— BEGIN Dataset excerpts —

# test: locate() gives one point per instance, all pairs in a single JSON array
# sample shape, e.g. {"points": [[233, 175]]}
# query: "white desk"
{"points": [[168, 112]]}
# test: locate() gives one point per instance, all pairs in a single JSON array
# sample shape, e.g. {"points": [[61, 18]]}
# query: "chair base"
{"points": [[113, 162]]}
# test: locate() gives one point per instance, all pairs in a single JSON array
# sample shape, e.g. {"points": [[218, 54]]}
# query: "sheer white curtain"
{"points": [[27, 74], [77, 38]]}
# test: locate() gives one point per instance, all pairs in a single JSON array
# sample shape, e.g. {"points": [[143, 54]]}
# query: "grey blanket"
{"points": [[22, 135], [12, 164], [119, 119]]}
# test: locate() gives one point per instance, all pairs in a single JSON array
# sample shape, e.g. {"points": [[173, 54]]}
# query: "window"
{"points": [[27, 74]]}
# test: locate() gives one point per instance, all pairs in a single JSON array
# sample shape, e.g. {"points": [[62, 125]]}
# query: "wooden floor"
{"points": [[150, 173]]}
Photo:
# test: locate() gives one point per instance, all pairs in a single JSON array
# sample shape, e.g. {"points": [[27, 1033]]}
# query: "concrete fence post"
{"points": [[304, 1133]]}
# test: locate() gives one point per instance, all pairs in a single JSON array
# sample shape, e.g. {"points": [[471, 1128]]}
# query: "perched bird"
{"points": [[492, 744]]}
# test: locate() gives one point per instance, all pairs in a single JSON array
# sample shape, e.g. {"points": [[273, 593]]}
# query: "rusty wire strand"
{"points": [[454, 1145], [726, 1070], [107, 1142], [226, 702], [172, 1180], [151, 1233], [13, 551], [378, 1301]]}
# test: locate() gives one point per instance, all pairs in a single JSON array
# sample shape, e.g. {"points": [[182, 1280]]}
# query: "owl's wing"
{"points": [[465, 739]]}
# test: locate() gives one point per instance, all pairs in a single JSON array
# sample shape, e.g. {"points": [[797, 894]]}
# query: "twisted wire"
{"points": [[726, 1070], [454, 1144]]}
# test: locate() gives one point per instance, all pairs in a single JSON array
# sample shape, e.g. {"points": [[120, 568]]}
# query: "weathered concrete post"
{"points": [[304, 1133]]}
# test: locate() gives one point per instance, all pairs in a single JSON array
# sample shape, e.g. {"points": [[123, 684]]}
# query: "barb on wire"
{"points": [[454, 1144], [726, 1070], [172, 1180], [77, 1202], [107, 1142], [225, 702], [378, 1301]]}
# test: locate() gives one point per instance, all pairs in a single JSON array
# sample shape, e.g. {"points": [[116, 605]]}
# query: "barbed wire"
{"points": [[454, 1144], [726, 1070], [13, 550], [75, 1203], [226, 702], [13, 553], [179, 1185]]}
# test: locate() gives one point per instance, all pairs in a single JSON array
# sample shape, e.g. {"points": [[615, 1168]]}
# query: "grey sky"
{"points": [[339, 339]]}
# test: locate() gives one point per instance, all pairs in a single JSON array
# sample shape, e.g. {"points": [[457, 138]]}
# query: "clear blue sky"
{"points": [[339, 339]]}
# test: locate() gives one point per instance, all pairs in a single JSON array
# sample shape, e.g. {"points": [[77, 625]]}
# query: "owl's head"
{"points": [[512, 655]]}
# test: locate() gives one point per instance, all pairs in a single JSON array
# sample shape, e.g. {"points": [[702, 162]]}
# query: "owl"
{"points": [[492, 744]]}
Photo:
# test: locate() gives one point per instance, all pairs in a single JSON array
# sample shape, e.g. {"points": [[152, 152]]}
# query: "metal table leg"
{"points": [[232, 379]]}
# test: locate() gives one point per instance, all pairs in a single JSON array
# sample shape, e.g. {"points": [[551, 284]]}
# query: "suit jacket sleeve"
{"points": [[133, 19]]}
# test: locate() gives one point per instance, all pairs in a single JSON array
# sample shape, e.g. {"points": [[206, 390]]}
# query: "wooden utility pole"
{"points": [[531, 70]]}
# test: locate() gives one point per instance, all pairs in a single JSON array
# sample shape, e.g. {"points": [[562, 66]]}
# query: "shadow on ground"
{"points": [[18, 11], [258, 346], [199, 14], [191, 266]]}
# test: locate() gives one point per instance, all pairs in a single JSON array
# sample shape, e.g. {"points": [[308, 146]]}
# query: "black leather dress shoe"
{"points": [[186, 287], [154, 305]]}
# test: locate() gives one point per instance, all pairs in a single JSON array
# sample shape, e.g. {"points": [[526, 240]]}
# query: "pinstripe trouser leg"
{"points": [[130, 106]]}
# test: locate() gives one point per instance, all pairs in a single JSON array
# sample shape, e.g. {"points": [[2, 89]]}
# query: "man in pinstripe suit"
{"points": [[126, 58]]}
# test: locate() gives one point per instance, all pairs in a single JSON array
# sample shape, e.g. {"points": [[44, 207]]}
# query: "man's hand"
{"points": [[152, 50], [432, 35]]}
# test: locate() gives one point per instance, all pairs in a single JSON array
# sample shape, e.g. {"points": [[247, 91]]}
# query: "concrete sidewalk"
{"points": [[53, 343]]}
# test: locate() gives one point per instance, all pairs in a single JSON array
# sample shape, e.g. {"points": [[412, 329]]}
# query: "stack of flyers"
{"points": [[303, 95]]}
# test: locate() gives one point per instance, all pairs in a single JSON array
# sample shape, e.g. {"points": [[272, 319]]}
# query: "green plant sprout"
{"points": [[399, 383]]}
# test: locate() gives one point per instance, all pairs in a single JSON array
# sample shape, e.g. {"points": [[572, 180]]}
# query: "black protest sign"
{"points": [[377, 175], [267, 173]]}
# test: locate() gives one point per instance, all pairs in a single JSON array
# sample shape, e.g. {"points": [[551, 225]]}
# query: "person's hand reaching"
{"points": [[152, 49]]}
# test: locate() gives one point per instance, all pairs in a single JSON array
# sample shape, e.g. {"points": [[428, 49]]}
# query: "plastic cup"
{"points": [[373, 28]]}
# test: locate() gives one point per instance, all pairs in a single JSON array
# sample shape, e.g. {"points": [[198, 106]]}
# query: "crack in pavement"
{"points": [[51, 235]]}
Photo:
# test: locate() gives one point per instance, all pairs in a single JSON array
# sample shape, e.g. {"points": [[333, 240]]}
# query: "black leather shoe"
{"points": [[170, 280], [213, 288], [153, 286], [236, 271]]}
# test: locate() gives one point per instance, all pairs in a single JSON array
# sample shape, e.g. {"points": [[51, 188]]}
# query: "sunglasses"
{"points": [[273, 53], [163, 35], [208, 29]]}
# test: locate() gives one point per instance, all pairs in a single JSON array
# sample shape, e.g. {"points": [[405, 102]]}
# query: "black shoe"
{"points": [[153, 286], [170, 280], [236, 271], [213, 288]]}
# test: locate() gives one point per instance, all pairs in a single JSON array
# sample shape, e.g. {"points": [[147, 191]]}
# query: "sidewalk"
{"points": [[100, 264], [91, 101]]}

— END Dataset excerpts —

_Problem statement_
Find every line of the material that contains the string "white", and copy each of those lines.

_Result_
# query: "white desk"
# query: "sheer white curtain"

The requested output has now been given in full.